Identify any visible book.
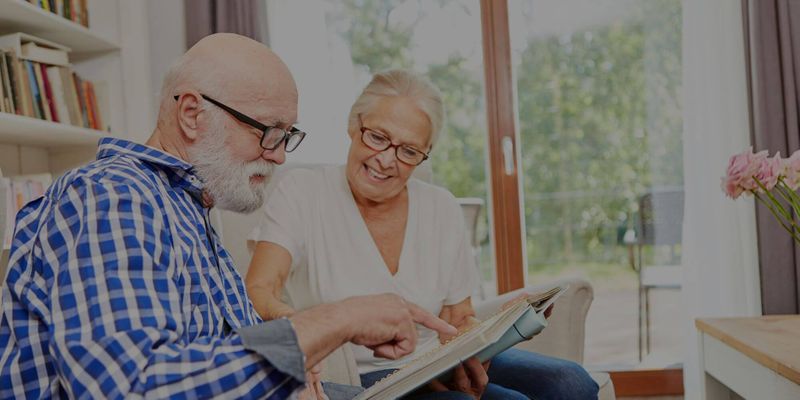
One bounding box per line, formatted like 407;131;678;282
47;67;72;124
36;64;58;122
0;50;12;113
0;32;70;67
58;67;83;126
355;286;567;400
20;42;69;66
6;52;36;117
23;60;44;119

◆ **Stated problem**
Can you write out these rows again with "book" changed to "notebook" and everything else left as is, leaving out the pictures?

◆ **Correct output**
Identify any visible notebook.
One bounding box per line, formatted like 407;131;678;282
47;67;72;124
36;64;58;122
0;50;12;113
0;32;70;67
58;67;83;126
355;286;567;400
20;42;69;66
6;52;36;117
23;60;44;119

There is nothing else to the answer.